Records excerpted from a collection

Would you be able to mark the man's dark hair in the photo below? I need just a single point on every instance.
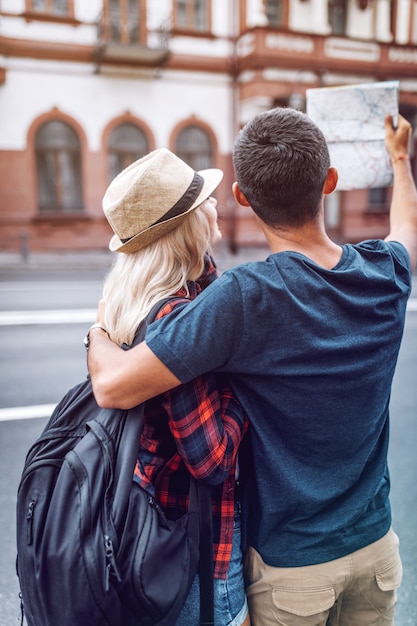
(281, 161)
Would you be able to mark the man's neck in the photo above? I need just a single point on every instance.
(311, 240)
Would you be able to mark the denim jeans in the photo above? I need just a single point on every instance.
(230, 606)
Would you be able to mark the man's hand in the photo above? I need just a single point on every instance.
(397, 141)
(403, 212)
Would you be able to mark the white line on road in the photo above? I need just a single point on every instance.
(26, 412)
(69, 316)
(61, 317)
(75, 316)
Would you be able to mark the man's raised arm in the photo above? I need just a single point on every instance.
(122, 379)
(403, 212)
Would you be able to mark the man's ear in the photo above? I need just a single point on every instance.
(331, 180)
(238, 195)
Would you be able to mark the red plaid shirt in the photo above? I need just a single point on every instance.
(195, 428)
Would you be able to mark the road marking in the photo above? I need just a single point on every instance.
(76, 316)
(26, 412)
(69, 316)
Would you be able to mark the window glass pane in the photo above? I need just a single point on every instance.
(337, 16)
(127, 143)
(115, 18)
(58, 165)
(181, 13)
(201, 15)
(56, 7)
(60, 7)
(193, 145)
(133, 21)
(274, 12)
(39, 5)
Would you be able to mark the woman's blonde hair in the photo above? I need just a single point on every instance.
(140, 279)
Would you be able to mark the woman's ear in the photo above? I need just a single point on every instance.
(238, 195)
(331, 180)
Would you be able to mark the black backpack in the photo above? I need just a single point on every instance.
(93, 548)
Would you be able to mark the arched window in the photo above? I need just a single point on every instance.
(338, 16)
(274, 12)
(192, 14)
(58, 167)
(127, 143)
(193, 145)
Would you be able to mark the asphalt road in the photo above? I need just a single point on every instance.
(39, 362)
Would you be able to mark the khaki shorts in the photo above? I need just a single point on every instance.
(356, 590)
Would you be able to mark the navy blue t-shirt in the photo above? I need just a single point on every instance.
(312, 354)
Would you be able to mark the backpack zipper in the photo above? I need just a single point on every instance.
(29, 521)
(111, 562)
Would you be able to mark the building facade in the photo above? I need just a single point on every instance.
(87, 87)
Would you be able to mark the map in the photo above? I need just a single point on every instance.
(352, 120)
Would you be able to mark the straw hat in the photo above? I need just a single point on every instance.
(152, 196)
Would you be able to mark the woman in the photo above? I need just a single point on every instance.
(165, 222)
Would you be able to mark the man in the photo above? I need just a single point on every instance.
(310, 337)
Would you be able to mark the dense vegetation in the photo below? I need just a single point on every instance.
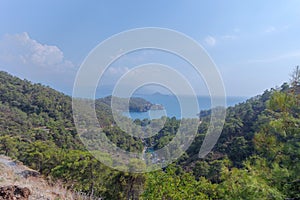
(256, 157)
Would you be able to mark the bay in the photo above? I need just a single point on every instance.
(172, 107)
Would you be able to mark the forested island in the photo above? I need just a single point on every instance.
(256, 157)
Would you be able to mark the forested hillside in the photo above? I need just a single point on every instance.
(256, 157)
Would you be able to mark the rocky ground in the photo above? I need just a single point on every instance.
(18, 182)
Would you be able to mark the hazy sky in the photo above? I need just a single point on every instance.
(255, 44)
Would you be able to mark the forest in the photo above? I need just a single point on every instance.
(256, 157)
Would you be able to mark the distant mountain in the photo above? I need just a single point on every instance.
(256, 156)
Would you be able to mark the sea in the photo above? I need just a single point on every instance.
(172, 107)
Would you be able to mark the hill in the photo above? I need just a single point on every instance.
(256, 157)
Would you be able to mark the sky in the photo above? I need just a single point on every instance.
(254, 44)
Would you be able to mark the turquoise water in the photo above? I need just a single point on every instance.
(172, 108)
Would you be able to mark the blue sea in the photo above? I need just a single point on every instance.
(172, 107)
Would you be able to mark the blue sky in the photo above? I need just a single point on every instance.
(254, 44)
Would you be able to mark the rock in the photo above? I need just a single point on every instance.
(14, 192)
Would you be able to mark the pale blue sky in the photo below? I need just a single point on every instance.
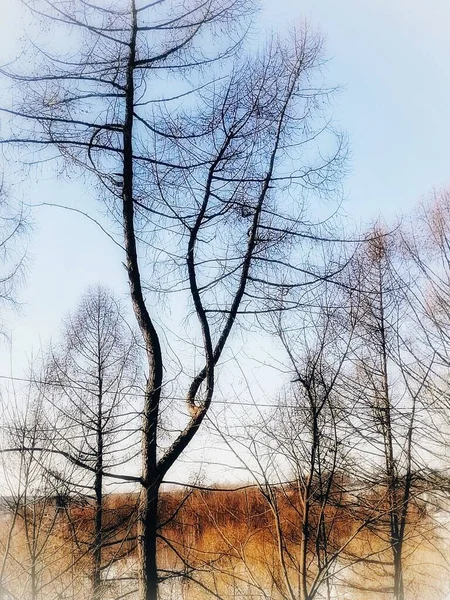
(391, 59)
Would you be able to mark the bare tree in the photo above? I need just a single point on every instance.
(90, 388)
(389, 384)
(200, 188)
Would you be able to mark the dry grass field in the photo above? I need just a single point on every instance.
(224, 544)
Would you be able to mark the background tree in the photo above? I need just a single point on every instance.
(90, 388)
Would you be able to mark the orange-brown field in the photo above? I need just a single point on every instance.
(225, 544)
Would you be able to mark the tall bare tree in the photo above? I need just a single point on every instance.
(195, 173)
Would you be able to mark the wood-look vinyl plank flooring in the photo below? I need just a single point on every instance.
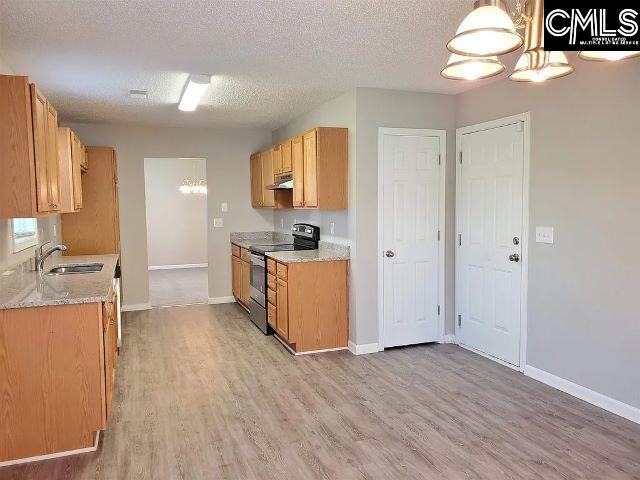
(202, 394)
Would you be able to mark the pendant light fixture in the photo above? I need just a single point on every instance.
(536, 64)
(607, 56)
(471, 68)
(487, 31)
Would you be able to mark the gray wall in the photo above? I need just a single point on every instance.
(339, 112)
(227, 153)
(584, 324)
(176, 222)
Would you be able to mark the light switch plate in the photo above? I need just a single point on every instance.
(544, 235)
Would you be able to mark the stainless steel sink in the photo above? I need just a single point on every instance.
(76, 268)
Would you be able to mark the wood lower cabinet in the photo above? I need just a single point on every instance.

ACTIVITY:
Without the pictures, give every line above again exactly.

SOLUTION FOR THIS EXERCISE:
Would you be able to mark the man's dark hair in the photo below? I need just a single point on every instance.
(281, 161)
Would you be able to mark the man's neck in the photo above? I need just a single point on every instance.
(311, 240)
Would you be able to mark the denim jeans in the photo above? I need just a single point on every instance.
(230, 606)
Would you be able to mark the man's hand in the photo above? I need just a single point on every instance.
(397, 141)
(403, 212)
Would you be able to mark the white line on road in the photo above? I need just a single point on every instance.
(26, 412)
(69, 316)
(61, 317)
(75, 316)
Would you be able to mark the man's raised arm in the photo above? I need just a single point on every instance.
(122, 379)
(403, 212)
Would you be able to mark the man's ear in the photo above? I need just a single point on every instance.
(331, 180)
(238, 195)
Would you be able to mark the red plaid shirt in the photo above? I need just a single point on every instance.
(195, 428)
Would you be able to mark the road marking in the photo above? I need just a single point on every instance.
(76, 316)
(26, 412)
(69, 316)
Would you be able to mark the window glass pane in the photo above? I need just a single point on every instance.
(337, 16)
(127, 143)
(115, 18)
(58, 165)
(181, 13)
(201, 15)
(56, 7)
(60, 7)
(193, 145)
(133, 21)
(274, 12)
(39, 5)
Would you be able to mark the woman's blonde hair in the photo above? I need just a single point on every instance.
(140, 279)
Would you be able to mark the woman's ear in the photo above? I need just a single point on every instance.
(238, 195)
(331, 180)
Would you be able to mark the black backpack in the photo above? I need just a single point on every instance.
(93, 548)
Would you be able to mark the arched window in the photo above? I need just a single point on every instance.
(338, 16)
(274, 12)
(192, 14)
(58, 167)
(127, 143)
(193, 145)
Would you be able to mark the asphalt road in the photo above? I need just a single point on every instance.
(39, 362)
Would you be able to mark the khaki shorts in the photo above? I need just a single point on every instance.
(356, 590)
Would you be able to mark the navy blue t-shirt in the photo above? I need just a single point on every instance.
(312, 354)
Would you be able to mark the backpack zipper in the photo above? I need just a single point on every instance.
(29, 521)
(111, 562)
Would you be able to mark the building facade in the photo above? I need just a single point on every instance.
(87, 87)
Would you be able to mark the map in the photo above? I need just a single point on every instance.
(352, 120)
Would you be able to mark the straw hat in the photo above? I need just a single point on every instance.
(152, 196)
Would you be able to mark the woman in the photo above? I need just a single point on every instance.
(165, 222)
Would you be able to mark the man in the photo above? I need just a single point on every instance.
(310, 337)
Would you be able to mark the dense vegetation in the photo below? I need just a single point on every instance.
(256, 157)
Would you be able to mark the bay in the photo above? I need just a single point on every instance.
(172, 107)
Would you be able to mark the forested island in the photo above? I need just a single point on every instance.
(256, 157)
Would you be able to mark the forested hillside in the photo above? I need just a single point on every instance.
(256, 157)
Would you be able to mark the rocky ground in the photo above? I need just a single point on every instance.
(18, 182)
Would you be able to mark the hazy sky in the photo above? I need just a single point on every instance.
(255, 44)
Would you be able to mark the forest in the photo above? I need just a single point on every instance.
(256, 157)
Would you be able to mark the distant mountain in the photo above? I need just a single point on every instance.
(256, 156)
Would you be able to mark the sea in the photo above? I need just a single point on every instance.
(172, 107)
Would you be able to mark the hill in the photo above? I need just a single point on every instance.
(256, 157)
Would you be able to mark the sky in the photo above? I need just a single point on every instance.
(254, 44)
Would you be able to mark the turquoise water in the photo above? I need just a single point on every instance.
(172, 108)
Would you be able to mark the blue sea in the photo above? I need just a single point on every instance.
(172, 107)
Would you be able to mark the blue sky in the photo above? I need just a single point on every instance.
(254, 44)
Would you be able to mark the rock in the photo above? I need just a single point on every instance.
(14, 192)
Would you be able to mark the pale blue sky in the photo below? I need just a single point on every instance.
(391, 59)
Would you be able to mark the bare tree in the photo above? I need just a single point on every instance.
(90, 388)
(389, 384)
(200, 188)
Would you be able to mark the dry grass field in the photo above? I need just a single point on every instance.
(224, 544)
Would you be able to mark the background tree in the photo above? I need just a single point on every instance.
(90, 388)
Would you be able to mark the orange-brown field in the photo above? I need just a single point on every instance.
(225, 544)
Would you be able to mark the tall bare tree in the photo above? I need just a single point on every instance.
(195, 173)
Would you be able to mark the wood-look vinyl plank flooring in the photo below? I need just a single point on every instance.
(202, 394)
Would you be able to mark the pendant light fixture in the photo above? I need just a single point on every instance.
(536, 64)
(607, 56)
(471, 68)
(487, 31)
Would you be able to mark the gray wall in the photo above? I need just a single point on every instance.
(339, 112)
(227, 153)
(584, 324)
(176, 222)
Would you be able to mark the light switch plate in the photo above? I need just a single point on every instance.
(544, 235)
Would you be able to mark the stainless steel sink in the photo above? I need just a single point on every instance.
(76, 268)
Would you be able to mark the wood lower cabinet in the photo above? I need just a single point on every instance.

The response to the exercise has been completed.